### [TASK PROMPT]
Each line holding the string "picket" is to be copied from the data.

Records excerpted from a collection
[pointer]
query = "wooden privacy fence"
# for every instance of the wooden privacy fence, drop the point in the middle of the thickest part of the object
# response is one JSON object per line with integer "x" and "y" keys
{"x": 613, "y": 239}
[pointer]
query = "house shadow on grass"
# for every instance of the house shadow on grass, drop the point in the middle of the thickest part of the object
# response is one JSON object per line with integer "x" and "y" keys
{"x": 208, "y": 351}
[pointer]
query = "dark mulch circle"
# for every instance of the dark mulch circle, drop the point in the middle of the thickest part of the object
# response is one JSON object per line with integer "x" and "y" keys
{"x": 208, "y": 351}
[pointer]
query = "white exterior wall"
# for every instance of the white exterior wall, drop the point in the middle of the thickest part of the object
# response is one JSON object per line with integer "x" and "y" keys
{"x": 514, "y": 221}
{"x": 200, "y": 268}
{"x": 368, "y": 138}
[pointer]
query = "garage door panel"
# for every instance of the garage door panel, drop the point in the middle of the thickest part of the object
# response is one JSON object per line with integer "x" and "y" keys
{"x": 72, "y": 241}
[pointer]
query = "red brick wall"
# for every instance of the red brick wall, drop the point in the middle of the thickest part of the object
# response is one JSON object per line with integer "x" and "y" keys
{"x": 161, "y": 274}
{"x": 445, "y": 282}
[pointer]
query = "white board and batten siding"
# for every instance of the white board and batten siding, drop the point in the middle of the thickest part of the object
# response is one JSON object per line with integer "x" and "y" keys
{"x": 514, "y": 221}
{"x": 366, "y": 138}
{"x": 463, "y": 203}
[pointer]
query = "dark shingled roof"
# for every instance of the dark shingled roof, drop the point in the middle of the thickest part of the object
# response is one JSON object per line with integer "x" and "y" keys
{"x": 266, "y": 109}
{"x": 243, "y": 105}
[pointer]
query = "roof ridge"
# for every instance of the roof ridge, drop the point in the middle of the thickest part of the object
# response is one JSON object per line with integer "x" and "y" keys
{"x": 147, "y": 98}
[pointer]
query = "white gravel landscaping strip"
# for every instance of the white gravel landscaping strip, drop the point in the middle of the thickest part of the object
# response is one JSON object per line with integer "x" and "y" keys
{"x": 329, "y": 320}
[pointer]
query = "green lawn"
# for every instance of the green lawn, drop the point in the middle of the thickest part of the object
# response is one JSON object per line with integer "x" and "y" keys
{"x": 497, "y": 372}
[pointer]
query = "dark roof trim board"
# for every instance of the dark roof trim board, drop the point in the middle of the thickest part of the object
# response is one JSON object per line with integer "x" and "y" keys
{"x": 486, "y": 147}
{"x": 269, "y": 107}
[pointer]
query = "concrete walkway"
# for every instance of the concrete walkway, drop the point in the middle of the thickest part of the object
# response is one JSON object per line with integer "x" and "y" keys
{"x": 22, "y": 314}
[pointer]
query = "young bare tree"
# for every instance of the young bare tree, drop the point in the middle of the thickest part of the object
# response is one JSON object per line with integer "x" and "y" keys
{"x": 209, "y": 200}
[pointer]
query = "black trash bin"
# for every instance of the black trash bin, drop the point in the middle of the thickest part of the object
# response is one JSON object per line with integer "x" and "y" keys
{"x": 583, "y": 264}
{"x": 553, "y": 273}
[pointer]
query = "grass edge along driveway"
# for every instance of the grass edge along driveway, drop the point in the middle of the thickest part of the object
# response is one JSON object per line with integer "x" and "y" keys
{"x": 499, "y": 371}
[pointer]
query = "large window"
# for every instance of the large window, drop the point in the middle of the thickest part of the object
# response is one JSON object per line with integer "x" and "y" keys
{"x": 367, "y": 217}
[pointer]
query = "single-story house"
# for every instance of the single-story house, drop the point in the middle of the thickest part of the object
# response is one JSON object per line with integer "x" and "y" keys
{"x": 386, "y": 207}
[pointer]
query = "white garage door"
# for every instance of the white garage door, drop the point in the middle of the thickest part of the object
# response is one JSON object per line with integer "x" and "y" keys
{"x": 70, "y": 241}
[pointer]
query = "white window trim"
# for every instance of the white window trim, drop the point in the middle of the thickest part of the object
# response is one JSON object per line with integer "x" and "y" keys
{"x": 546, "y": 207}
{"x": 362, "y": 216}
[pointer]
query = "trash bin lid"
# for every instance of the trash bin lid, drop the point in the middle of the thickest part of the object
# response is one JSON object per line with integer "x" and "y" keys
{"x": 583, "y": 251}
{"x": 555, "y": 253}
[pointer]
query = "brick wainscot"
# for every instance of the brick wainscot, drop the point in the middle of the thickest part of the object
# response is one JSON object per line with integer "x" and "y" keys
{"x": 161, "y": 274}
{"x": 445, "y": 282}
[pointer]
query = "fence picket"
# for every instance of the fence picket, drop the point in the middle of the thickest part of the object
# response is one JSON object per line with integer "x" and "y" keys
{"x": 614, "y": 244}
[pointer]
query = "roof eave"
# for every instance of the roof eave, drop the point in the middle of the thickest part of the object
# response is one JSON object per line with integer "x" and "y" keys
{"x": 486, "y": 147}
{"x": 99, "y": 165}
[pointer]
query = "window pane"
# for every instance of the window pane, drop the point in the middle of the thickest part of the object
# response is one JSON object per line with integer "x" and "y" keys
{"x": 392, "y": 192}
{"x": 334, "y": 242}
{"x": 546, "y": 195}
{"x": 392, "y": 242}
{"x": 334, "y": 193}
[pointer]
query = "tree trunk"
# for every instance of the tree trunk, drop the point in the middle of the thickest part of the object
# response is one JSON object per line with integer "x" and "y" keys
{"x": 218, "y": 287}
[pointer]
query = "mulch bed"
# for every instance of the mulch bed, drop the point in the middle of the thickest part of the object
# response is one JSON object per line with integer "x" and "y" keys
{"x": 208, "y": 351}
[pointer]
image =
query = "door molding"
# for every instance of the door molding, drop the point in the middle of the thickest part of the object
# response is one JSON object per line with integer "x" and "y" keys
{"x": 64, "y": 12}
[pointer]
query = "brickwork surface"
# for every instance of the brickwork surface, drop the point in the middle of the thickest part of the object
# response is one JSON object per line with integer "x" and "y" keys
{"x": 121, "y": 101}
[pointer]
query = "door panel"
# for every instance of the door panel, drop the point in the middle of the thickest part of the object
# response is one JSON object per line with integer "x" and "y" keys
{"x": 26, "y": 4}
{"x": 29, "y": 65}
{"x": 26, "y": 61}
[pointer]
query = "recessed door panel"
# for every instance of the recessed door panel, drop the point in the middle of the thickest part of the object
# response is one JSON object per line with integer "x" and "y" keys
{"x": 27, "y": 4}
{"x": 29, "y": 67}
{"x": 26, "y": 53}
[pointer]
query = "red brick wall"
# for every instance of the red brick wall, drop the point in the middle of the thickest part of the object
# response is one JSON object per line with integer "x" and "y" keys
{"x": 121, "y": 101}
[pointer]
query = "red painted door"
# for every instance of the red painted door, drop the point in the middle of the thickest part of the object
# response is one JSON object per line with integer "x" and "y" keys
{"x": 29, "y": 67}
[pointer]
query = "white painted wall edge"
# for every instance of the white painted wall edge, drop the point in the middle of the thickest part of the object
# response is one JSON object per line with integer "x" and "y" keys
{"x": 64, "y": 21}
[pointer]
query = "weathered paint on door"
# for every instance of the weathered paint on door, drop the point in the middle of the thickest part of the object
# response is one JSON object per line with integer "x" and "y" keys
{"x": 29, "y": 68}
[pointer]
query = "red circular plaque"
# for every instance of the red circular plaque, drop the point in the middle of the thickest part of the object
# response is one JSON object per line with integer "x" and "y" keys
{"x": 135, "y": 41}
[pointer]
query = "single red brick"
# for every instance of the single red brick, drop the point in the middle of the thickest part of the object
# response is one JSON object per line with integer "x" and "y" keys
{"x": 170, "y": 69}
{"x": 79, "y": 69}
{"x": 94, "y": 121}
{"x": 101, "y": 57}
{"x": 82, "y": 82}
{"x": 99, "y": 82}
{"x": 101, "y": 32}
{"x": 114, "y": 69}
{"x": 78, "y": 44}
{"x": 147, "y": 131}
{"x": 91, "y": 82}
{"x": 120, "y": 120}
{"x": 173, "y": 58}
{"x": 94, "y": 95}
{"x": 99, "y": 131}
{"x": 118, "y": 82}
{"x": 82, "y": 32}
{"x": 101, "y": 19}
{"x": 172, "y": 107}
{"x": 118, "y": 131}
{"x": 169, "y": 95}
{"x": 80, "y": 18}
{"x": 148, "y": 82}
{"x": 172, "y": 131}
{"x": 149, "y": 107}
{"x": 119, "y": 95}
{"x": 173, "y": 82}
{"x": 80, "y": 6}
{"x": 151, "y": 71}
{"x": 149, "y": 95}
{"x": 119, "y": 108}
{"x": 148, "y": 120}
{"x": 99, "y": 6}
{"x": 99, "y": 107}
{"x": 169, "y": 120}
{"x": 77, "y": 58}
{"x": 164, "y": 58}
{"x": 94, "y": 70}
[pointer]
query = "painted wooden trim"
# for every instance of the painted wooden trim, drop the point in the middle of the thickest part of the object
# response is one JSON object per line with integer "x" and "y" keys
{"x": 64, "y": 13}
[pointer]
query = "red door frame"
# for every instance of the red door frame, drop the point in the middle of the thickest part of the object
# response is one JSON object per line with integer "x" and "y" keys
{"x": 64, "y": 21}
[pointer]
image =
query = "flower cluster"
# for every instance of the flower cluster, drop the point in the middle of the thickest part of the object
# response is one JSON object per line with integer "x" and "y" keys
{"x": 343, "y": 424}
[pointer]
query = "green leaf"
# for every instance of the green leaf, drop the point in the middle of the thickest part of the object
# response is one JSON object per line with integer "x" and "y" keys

### [SOLUTION]
query = "fence picket"
# for every instance of the fence picket, drop the point in the middle of the thickest part of the object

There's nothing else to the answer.